San Raffaele a Cefalù: un esempio di colonizzazione ”sanitaria”
Bruxelles, 20 Ottobre 2005
L’Altra Sicilia denuncia il fatto che a Cefalù si è praticamente regalata una struttura pubblica, l’ospedale Giglio, ad un rinomato ospedale privato del nord, il San Raffaele di Milano (poco importa se rientra nella galassia del No Profit, giacché dietro questo nome, spesso dietro un manto confessionale, si nascondono interessi materiali assai cospicui e concreti).
Non solo si è regalato, anzi, tecnicamente, dato in “comodato gratuito”, ma la Regione si accolla le spese per le infrastrutture.
Di fatto è servito a distruggere professionalità locali, a farle fuggire in cambio di assunzioni non trasparenti.
In ogni caso chi conta a Cefalù è “l’uomo bianco” venuto dal Nord; ai “negri” locali sono riservati per lo più ruoli subalterni.
Cefalù è un mostro sotto più aspetti:
– si continuano a vendere ai privati pezzi di sanità pubblica nella Regione a sanità più privatizzata e meno efficiente d’Italia;
– si favoriscono sistematicamente consorterie para- o pseudo- cattoliche a discapito della trasparenza e imparzialità che dovrebbe caratterizzare la spesa pubblica (dovrebbero chiamarle “massonerie bianche”);
– si dà per scontato che l’unico know-how che vale possa venire da fuori, mortificando l’intelligenza locale e favorendo subalternità psicologica generalizzata (un po’ come la storia dell’università privata, la LUMSA di Roma che apre una sezione a Palermo, ma non assume, non fa ricerca, non crea centri decisionali, sfruttando il “volontariato” di alcuni professori dell’università statale che fanno concorrenza all’università che dà loro lo stipendio con tanto di benestare del Magnifico Rettore);
– si tenta di creare una clinica specializzata in oncologia a discapito delle altre prestazioni in una cittadina che è naturale punto di riferimento di tutta l’area madonita e che, quindi, ha bisogno, intanto, di una ospedalizzazione di base e poi, semmai, di strutture di eccellenza;
– si colonizza, quel che è più grave per noi, il management sanitario ed amministrativo delle strutture pubbliche e dei servizi pubblici, non contenti di quanto la politica industriale ha già fatto nel settore privato: in altre parole il siciliano è destinato a fare il servo in casa propria a meno che non sia disposto ad emigrare…
A quando la riscossa?
Dove sono gli autonomisti vecchi e nuovi?
Chi dà voce al personale sanitario cefaludese bistrattato ed ai diritti dei malati siciliani?

→ OBIETTIVO DELL'ESERCIZIO:
Elenca tutti gli aspetti per cui, nel testo sul San Raffaele a Cefalù, Cefalù viene chiamata "un mostro".

→ RECORD ELENCATI:
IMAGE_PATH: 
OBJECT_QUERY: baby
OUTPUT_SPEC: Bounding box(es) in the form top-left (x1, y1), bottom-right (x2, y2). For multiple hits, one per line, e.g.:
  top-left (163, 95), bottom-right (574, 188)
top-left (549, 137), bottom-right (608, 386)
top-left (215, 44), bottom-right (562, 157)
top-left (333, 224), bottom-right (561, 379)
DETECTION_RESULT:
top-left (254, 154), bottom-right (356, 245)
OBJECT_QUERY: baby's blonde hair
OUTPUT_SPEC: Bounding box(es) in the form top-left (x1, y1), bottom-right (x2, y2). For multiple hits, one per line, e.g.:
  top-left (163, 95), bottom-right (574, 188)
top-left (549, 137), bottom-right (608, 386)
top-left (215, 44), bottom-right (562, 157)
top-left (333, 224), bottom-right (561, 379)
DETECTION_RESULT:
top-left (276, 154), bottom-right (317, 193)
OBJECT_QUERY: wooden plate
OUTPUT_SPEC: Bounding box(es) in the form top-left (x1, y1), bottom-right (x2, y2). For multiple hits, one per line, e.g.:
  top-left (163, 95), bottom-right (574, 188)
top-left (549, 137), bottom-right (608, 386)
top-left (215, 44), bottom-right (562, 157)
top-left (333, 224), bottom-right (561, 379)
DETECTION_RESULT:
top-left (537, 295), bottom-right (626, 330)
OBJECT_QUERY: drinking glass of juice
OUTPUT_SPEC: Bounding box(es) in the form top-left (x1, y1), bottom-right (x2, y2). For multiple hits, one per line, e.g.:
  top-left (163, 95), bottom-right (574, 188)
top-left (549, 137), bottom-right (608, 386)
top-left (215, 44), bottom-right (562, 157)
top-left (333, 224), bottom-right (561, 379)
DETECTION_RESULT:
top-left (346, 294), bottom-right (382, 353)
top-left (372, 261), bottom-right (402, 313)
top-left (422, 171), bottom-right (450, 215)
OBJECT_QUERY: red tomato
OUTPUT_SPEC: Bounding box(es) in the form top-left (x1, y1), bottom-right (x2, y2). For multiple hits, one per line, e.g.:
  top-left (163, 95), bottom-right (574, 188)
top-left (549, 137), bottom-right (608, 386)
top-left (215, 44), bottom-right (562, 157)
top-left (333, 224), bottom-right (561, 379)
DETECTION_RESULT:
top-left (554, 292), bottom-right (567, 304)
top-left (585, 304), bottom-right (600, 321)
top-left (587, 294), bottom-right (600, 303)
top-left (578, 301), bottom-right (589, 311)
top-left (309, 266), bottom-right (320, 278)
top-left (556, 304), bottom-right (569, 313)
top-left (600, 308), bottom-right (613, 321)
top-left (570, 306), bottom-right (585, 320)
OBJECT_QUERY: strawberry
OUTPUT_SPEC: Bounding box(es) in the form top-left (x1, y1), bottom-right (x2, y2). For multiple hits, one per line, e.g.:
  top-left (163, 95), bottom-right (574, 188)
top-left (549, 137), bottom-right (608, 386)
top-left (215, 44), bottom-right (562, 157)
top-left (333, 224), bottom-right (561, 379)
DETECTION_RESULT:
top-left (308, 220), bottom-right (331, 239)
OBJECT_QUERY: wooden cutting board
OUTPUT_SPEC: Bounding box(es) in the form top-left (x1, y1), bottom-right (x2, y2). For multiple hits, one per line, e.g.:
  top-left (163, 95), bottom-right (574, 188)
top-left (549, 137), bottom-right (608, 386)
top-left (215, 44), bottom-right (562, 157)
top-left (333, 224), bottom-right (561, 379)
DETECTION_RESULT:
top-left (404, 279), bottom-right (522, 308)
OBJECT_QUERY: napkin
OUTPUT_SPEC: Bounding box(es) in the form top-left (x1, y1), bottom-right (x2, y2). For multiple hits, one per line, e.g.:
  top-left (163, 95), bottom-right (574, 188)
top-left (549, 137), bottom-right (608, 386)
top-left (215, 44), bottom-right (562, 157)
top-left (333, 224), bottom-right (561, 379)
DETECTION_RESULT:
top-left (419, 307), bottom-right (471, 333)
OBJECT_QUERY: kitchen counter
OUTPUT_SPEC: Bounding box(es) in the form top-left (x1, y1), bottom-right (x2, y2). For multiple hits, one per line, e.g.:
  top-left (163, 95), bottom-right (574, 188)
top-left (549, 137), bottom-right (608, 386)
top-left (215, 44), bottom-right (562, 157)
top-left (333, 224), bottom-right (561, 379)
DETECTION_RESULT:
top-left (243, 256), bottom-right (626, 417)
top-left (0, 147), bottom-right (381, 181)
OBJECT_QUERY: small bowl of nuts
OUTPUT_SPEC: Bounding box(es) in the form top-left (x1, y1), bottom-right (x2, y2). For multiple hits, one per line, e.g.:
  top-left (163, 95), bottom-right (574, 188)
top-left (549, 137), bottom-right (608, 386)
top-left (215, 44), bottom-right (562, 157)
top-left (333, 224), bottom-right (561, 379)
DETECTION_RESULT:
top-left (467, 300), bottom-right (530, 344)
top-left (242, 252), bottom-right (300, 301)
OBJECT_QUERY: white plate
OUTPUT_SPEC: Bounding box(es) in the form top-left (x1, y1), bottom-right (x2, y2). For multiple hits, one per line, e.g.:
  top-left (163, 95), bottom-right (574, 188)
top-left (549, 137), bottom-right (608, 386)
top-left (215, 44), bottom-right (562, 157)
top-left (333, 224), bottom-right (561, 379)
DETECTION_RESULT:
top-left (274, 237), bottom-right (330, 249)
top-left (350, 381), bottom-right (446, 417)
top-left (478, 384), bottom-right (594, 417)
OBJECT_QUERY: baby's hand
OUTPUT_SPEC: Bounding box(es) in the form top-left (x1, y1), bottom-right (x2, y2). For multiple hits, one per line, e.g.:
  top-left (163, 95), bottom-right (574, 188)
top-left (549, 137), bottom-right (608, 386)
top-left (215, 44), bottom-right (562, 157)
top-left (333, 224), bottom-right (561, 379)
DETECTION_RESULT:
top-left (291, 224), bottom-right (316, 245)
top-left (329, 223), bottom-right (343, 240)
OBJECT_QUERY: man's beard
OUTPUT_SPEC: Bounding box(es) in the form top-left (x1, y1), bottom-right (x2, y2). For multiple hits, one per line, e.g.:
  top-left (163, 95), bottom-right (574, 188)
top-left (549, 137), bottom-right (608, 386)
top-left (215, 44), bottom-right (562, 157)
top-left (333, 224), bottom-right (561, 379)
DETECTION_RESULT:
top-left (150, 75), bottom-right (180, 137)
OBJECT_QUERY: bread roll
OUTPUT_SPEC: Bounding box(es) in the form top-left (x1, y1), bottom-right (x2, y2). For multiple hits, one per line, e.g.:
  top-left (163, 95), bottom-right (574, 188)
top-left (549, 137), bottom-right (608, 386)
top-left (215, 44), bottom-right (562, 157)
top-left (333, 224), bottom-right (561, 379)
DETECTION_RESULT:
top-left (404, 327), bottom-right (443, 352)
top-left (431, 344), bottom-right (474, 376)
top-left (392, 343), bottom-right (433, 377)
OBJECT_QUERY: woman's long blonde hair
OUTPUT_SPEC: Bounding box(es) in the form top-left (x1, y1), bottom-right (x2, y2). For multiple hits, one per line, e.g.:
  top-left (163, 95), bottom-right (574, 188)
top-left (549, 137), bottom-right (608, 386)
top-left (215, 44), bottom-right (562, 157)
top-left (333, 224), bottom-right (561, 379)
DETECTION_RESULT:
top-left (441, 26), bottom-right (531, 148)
...
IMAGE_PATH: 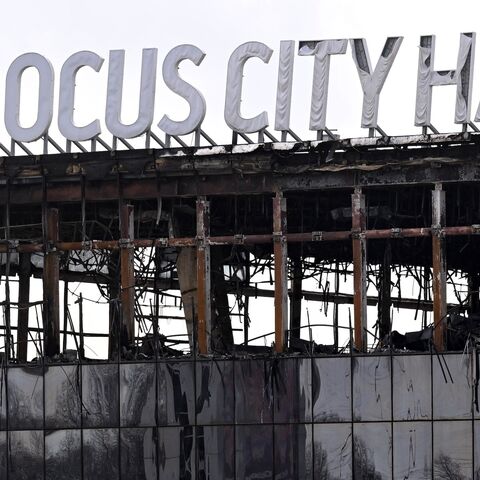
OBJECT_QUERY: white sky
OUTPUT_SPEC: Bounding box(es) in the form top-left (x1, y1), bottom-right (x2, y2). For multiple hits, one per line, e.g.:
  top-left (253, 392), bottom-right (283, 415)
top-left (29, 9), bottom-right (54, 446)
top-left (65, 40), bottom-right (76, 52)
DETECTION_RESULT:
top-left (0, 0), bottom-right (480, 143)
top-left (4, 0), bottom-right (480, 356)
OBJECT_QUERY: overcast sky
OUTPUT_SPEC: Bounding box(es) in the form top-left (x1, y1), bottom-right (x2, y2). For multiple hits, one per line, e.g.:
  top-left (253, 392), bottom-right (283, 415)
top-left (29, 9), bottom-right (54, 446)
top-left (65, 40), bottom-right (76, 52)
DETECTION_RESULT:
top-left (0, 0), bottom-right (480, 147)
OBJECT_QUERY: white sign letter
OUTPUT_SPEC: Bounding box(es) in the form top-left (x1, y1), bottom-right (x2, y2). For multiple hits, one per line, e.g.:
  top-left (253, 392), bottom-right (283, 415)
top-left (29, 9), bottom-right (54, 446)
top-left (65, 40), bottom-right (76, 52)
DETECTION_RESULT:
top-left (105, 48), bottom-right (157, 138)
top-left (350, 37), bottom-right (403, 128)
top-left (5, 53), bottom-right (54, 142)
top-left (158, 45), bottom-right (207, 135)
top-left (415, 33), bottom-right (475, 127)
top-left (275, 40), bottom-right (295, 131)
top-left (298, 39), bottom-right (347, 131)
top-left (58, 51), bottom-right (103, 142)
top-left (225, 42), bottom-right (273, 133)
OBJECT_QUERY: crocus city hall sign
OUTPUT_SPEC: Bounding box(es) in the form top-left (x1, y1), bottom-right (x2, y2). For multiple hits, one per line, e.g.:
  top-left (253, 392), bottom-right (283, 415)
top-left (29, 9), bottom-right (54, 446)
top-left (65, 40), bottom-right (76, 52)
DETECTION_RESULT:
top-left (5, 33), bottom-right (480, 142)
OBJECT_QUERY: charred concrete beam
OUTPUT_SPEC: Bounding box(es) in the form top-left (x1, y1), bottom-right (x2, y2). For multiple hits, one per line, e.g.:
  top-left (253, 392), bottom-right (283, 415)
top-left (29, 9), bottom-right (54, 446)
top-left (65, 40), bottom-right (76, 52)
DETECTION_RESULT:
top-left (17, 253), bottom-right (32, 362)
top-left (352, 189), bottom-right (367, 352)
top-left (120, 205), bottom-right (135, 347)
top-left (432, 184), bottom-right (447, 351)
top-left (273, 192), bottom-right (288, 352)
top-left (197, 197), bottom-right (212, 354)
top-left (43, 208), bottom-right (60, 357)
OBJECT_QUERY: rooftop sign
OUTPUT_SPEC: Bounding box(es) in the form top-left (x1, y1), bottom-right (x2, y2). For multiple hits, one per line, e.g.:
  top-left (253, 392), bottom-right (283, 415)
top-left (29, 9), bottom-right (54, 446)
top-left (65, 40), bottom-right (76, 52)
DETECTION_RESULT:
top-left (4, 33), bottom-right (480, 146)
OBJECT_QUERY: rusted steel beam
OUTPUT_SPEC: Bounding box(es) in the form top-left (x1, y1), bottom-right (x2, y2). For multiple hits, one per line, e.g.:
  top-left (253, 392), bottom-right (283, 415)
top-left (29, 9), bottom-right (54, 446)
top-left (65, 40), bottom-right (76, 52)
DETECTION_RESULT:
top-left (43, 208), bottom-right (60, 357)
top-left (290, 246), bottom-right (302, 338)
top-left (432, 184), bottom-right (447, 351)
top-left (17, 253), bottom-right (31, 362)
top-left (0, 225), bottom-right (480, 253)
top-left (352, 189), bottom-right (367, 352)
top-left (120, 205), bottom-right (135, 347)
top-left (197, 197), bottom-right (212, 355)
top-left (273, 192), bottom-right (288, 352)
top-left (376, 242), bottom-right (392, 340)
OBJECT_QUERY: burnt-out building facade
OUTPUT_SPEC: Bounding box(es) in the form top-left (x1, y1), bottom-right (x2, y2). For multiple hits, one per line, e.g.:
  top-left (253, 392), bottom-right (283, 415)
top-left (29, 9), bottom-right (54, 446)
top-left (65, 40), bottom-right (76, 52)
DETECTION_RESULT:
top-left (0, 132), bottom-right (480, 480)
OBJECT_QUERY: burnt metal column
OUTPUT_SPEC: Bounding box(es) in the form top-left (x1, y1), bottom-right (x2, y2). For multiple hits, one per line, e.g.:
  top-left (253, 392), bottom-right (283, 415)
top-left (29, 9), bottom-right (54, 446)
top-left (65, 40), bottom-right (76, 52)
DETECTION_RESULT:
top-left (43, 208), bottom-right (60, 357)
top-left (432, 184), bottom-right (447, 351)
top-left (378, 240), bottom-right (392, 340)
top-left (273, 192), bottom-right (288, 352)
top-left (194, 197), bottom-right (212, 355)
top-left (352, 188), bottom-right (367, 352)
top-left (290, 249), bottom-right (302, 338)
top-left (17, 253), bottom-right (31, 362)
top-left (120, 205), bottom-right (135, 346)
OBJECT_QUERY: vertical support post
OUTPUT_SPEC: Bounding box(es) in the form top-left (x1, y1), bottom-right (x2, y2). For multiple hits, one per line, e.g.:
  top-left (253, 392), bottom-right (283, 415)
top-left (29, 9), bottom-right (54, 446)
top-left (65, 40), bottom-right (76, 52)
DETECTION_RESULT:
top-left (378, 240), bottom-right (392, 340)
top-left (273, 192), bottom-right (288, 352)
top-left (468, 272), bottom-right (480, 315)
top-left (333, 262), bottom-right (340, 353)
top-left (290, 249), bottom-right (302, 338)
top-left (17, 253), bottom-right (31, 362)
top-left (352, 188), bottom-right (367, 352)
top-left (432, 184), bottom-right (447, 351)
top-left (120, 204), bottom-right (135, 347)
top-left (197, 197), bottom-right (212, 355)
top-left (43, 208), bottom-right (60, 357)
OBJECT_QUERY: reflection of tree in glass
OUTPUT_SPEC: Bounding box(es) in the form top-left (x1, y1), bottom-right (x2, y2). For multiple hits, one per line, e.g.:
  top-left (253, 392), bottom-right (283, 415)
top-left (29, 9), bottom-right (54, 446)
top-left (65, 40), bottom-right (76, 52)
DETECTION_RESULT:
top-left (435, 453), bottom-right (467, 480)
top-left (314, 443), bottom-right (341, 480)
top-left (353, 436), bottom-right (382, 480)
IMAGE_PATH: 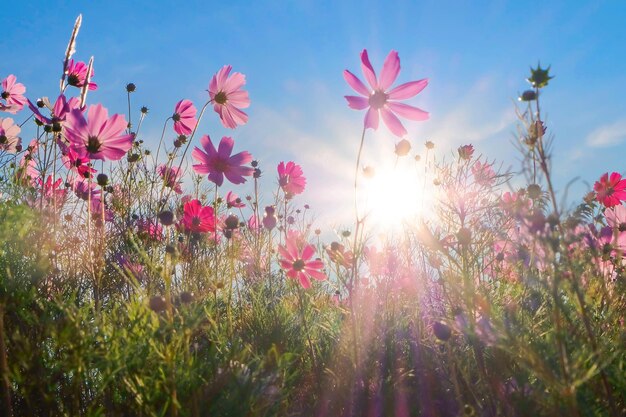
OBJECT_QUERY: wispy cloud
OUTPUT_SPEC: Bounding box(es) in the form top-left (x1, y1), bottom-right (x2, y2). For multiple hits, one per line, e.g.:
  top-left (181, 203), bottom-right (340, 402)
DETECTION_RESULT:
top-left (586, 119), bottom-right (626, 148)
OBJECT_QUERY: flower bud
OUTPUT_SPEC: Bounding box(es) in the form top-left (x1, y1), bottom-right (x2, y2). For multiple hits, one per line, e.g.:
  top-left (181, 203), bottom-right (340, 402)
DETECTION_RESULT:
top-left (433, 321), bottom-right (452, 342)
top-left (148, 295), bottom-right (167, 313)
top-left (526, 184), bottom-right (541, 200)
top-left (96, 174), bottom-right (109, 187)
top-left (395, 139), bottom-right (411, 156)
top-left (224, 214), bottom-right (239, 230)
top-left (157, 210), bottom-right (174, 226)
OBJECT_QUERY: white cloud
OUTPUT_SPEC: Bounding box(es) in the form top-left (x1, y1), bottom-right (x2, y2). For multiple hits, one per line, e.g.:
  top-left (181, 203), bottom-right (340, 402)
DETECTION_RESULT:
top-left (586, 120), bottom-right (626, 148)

→ RISPOSTA:
- Si continuano a vendere ai privati pezzi di sanità pubblica nella Regione a sanità più privatizzata e meno efficiente d'Italia.
- Si favoriscono sempre consorterie para- o pseudo-cattoliche a scapito della trasparenza e dell'imparzialità della spesa pubblica.
- Si dà per scontato che l'unico know-how che vale possa venire da fuori, mortificando l'intelligenza locale.
- Si tenta di creare una clinica specializzata in oncologia a scapito delle altre prestazioni, in una cittadina che ha bisogno prima di tutto di un ospedale di base.
- Si colonizza il management sanitario e amministrativo delle strutture e dei servizi pubblici.